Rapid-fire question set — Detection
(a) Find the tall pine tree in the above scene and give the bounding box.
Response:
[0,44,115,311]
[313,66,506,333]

◆ **OBJECTIVE**: Copy out the data above word for word, keeping every line unchanged.

◆ **RESULT OF THIS EXERCISE**:
Rapid-fire question set — Detection
(a) Find the tall pine tree in the above scene and give the bounding box.
Response:
[0,44,115,311]
[313,66,506,333]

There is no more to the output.